__Your assignment__
Every line below is to be set down again exactly; any image stays out.

__The records__
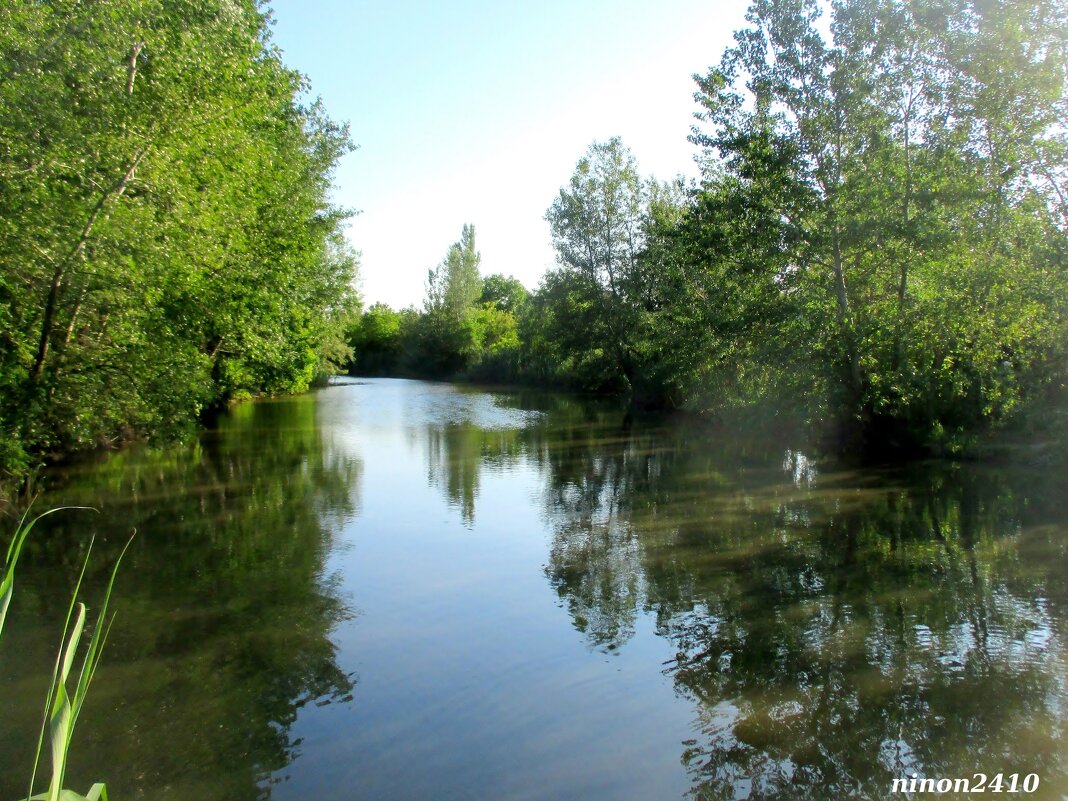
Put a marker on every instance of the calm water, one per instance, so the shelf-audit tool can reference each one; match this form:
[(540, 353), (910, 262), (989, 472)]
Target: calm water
[(395, 590)]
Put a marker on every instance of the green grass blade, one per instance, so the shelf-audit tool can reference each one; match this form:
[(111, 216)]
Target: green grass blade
[(60, 658), (14, 549)]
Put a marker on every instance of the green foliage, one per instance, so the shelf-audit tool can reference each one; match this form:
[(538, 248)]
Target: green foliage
[(504, 293), (167, 242), (881, 238)]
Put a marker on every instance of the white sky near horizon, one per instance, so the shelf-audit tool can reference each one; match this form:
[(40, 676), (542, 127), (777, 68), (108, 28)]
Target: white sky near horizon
[(476, 111)]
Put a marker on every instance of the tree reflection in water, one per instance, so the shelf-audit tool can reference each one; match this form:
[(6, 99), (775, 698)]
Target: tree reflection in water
[(834, 629), (224, 608)]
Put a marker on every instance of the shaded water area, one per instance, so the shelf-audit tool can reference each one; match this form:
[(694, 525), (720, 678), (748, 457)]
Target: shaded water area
[(397, 590)]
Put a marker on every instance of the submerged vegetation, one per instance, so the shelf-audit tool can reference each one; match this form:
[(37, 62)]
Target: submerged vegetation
[(167, 244), (63, 703), (878, 239)]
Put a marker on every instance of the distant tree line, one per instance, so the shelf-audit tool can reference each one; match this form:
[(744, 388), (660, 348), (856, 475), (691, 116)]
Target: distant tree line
[(166, 239), (878, 238)]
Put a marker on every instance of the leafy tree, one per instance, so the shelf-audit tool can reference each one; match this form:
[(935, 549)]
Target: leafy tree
[(167, 242), (504, 293), (886, 199), (455, 284), (600, 225)]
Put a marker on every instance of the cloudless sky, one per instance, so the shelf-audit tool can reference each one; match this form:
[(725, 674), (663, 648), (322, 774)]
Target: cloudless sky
[(477, 110)]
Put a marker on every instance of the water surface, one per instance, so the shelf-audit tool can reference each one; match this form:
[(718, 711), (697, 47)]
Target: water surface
[(398, 590)]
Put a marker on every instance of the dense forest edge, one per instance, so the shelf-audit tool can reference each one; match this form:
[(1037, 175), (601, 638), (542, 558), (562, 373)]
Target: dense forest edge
[(167, 244), (877, 244)]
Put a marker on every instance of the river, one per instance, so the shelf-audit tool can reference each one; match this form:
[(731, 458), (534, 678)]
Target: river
[(402, 590)]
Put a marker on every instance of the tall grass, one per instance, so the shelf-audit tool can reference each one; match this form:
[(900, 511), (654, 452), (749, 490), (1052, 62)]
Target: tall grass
[(64, 701)]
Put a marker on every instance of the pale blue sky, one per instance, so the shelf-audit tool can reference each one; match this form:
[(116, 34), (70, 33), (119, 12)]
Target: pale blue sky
[(476, 111)]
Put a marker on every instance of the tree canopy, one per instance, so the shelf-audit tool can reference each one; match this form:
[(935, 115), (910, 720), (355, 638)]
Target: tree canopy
[(167, 241)]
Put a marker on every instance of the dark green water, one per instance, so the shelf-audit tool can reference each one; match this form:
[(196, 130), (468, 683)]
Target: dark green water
[(394, 590)]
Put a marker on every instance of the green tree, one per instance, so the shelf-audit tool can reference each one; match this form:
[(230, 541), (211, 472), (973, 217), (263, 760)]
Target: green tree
[(506, 294), (600, 225), (167, 236), (894, 189)]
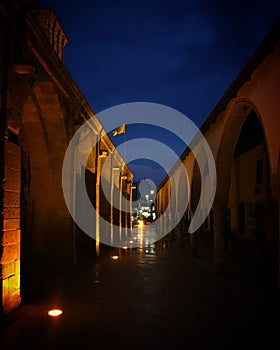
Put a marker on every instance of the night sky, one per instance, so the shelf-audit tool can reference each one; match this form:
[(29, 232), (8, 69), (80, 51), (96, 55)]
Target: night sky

__Answer space__
Put a marker on every instance of the calm water, one per instance, so the shelf-audit tool can reference each one; match this form:
[(540, 353), (910, 262), (989, 472)]
Target: calm water
[(395, 590)]
Put a marker on every instance of the green grass blade, one per instance, so the shelf-audit tool can reference each one; match this form:
[(111, 216)]
Target: green grass blade
[(60, 658), (14, 549)]
Put a marker on every instance of the green foliage, one per instance, so the shelf-audit tool can reference each one; match this form:
[(538, 248)]
Target: green foliage
[(504, 293), (167, 242), (881, 238)]
Put a marker on every instance of the white sky near horizon, one per instance, so the shelf-audit tool can reference each one; match this form:
[(40, 676), (542, 127), (777, 68), (108, 28)]
Target: white sky near horizon
[(476, 111)]
Put a marker on every instance of the tree reflection in water, one per instance, so the shelf-audit tool can reference each one; match this form:
[(6, 99), (775, 698)]
Target: tree reflection in water
[(834, 629), (224, 608)]
Put a marker on every instance of the shaded water area, one per instance, so the shelf-audit tool can reference each one; match this form:
[(694, 525), (720, 678), (748, 457)]
Target: shaded water area
[(397, 590)]
Put a marker on every instance of the submerged vegetation, one per instance, so the shelf-audit tool can reference each one; match this form:
[(37, 62)]
Target: submerged vegetation
[(167, 244), (63, 703), (878, 239)]
Put a marker on every instance of the distant tree line, one per instance, so the shelf-audit tool can reference each one; match this form:
[(744, 388), (660, 348), (856, 475), (691, 116)]
Target: distant tree line
[(166, 239), (878, 238)]
Put a marker on every instance of the leafy tree, one per instance, so the shelf-audit tool can reference each one; match this form:
[(935, 549)]
Target: leafy tree
[(167, 242), (504, 293), (886, 199), (455, 284), (600, 225)]
Put a marker on every instance of the cloudless sky, one per instance, so the shelf-audit tool can reference each one; match this form:
[(725, 674), (663, 648), (322, 774)]
Target: cloudless sky
[(477, 110)]
Put a marker on every instance of the water surface, one per instance, so the shelf-audit tool can reference each one; match this form:
[(718, 711), (697, 47)]
Target: water surface
[(398, 590)]
Put a marker on every instance of the dense forest edge, one per instance, so the shelf-audit tool can reference each one; match this form:
[(1037, 175), (601, 638), (542, 558), (562, 373)]
Target: dense forest edge
[(167, 244), (877, 244)]
Put a marker on every instance of the river, one per instance, so the shelf-audit tool can reference each one; match this form:
[(731, 458), (534, 678)]
Target: river
[(402, 590)]
Put a marker on every instance of the tall grass, one per instance, so the shelf-audit tool can reference each one; match this form:
[(900, 511), (654, 452), (749, 490), (1052, 62)]
Target: tall grass
[(64, 701)]
Put a marker on every instance of the pale blue sky, one per instance, so the shelf-audit tool can reference each one; match this form:
[(116, 34), (70, 33), (119, 12)]
Target: pale blue sky
[(476, 111)]
Put a marker on every instance of the tree canopy, one per instance, so the shelf-audit tool can reference each one; match this form:
[(935, 115), (910, 720), (355, 638)]
Target: tree canopy
[(167, 241)]
Put a marker on every instance of the dark green water, one per instance, so the shelf-audit tool can reference each one; match this form:
[(196, 130), (468, 683)]
Target: dark green water
[(394, 590)]
Put a marker on every instance of the green tree, one per instance, so the shelf-audit tool can reference each one; match this form:
[(230, 541), (211, 472), (973, 217), (263, 760)]
Target: green tree
[(506, 294), (600, 225), (167, 236), (894, 189)]
Put a marker on every instance of the night sky, one per instance, so the shelf-audit tool can reference each one; match this form:
[(29, 232), (8, 69), (80, 51), (96, 55)]
Target: night sky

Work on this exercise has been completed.